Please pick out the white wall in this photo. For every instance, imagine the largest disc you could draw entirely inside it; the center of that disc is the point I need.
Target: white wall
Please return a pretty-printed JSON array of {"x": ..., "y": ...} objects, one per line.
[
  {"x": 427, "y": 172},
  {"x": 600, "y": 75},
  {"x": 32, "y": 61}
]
==================================================
| TASK REQUIREMENTS |
Extract the data exactly as given.

| EXERCISE OUTPUT |
Please pick out the white wall in this photo. For every instance, imagine the largest disc you could draw entirely inside it; the center of that disc is the point I need.
Target: white wall
Please return a pretty-printed JSON array of {"x": ..., "y": ...} objects, one per line.
[
  {"x": 427, "y": 172},
  {"x": 600, "y": 75},
  {"x": 32, "y": 61}
]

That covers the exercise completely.